(EXERCISE PROMPT): Which lines of the records contain the string "tree"? Copy each of those lines, treating case as significant.

○ ○ ○ ○

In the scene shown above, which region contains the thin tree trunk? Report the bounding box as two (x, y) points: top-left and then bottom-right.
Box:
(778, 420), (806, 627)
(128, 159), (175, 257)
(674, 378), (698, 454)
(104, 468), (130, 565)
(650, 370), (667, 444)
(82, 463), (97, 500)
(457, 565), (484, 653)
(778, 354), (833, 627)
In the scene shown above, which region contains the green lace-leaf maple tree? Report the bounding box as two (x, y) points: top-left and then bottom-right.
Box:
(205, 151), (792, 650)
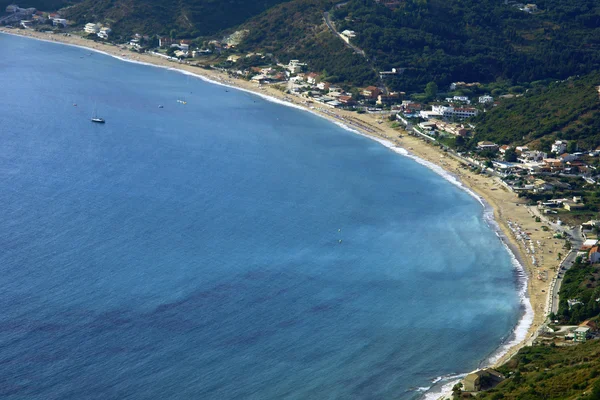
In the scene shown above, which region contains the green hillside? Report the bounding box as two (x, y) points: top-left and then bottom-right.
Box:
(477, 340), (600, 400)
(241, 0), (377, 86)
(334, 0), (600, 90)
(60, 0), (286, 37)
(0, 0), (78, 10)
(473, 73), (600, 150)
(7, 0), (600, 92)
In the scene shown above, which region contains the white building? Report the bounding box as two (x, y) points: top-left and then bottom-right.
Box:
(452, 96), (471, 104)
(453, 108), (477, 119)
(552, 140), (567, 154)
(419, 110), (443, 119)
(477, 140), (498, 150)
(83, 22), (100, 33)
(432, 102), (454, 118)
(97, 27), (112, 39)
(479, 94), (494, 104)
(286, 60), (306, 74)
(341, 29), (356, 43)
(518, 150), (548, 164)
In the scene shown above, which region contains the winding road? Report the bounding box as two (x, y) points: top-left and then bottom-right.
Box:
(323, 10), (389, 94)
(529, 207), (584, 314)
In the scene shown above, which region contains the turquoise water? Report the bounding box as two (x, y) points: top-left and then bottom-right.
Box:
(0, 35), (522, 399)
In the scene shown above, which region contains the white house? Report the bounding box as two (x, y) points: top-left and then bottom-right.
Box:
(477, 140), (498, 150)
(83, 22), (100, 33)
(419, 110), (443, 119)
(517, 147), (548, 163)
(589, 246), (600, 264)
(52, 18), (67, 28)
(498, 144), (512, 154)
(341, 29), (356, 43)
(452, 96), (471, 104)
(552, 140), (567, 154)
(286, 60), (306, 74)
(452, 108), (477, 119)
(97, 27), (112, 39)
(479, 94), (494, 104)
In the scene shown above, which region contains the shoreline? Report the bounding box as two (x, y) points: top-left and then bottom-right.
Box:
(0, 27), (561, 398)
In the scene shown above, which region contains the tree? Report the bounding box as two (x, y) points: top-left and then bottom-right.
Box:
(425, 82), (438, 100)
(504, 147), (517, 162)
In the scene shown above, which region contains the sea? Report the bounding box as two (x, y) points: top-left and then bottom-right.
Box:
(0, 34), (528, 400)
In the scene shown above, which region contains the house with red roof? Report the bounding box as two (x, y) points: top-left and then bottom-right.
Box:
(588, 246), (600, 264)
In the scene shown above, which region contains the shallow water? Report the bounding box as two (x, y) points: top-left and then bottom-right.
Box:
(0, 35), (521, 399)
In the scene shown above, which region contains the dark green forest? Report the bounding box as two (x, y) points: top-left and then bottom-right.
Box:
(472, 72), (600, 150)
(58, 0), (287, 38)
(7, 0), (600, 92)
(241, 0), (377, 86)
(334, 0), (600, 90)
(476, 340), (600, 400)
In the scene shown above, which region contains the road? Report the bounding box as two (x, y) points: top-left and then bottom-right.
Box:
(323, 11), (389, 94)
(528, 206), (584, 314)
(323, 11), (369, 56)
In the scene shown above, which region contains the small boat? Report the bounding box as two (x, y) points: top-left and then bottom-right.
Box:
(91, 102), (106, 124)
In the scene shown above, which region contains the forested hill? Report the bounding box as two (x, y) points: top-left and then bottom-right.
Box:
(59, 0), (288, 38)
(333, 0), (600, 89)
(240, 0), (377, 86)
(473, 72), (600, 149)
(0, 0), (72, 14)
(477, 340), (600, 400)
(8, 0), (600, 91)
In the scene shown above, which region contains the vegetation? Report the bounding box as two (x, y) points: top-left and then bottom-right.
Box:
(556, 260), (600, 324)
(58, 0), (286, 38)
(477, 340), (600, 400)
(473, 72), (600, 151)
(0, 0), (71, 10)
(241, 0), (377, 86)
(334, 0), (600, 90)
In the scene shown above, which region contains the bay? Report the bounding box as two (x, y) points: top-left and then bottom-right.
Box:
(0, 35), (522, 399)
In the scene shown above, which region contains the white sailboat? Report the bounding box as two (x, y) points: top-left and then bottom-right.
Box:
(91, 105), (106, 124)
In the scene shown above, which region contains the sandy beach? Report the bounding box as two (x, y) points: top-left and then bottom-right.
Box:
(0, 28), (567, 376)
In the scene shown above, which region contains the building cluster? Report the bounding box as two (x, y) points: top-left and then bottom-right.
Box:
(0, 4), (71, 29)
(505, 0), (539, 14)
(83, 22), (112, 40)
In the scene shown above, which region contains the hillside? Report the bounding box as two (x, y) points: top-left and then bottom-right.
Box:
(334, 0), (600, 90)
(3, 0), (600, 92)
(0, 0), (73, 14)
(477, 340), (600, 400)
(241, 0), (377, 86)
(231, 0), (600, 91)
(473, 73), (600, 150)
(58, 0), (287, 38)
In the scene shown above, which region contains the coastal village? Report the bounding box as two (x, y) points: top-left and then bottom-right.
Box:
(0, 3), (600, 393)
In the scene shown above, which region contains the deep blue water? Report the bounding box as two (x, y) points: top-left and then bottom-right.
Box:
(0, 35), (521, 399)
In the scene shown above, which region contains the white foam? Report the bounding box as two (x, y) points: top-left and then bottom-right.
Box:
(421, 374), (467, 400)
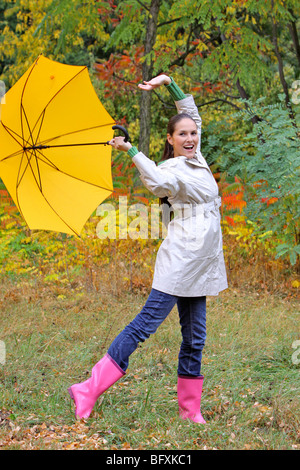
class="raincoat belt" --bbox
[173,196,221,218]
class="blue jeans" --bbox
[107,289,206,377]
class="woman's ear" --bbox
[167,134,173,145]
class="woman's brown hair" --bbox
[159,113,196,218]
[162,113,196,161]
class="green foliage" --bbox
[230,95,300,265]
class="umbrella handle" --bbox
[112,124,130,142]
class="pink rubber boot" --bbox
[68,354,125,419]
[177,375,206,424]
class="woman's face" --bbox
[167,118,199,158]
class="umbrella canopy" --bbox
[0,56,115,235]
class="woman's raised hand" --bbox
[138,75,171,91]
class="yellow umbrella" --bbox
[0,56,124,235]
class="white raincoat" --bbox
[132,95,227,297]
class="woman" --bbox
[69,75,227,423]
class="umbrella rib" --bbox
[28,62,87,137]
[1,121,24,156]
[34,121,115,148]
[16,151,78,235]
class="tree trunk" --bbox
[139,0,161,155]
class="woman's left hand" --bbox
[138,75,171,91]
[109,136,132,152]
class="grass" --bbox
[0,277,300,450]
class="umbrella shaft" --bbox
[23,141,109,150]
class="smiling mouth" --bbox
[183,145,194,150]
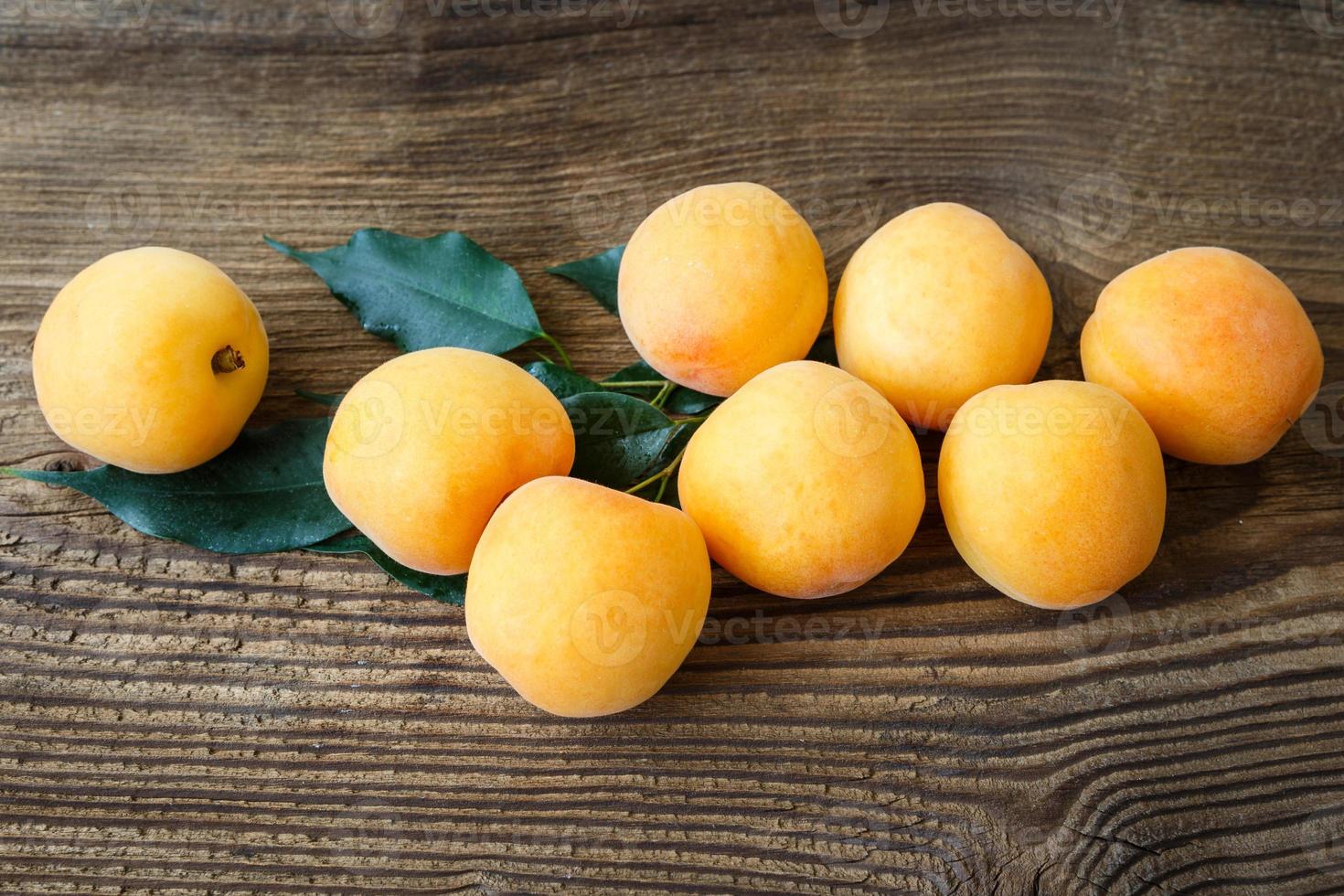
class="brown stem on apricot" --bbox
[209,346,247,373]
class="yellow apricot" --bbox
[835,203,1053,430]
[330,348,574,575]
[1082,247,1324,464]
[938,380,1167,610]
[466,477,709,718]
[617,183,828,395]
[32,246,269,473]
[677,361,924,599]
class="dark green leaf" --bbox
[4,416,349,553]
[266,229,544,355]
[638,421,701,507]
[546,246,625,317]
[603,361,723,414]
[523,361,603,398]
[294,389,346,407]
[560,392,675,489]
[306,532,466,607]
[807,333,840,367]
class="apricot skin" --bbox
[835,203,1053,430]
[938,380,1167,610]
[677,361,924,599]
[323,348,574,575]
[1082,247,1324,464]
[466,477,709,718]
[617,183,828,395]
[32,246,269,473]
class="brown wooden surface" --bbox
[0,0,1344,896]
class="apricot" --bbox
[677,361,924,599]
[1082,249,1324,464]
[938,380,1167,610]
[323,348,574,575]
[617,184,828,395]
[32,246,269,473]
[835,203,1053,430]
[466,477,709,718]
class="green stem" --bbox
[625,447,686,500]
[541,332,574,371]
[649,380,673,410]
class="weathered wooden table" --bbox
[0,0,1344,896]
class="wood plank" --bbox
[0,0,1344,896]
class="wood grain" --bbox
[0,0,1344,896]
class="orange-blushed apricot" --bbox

○ ○ ○ ○

(SOLUTION TO THIS TASK):
In the scene shown above, which region contains the thin tree trunk? Report the bounding box as two (x, y) points: top-left and then bottom-right.
In the scene shown above, which region contains the green lace-leaf maple tree? Report the bounding box as two (x, y) points: top-left and then bottom-right.
In the scene shown above, which region contains the tree? Report the bounding box as two (x, y) points: top-left and then bottom-right.
class="tree trunk" --bbox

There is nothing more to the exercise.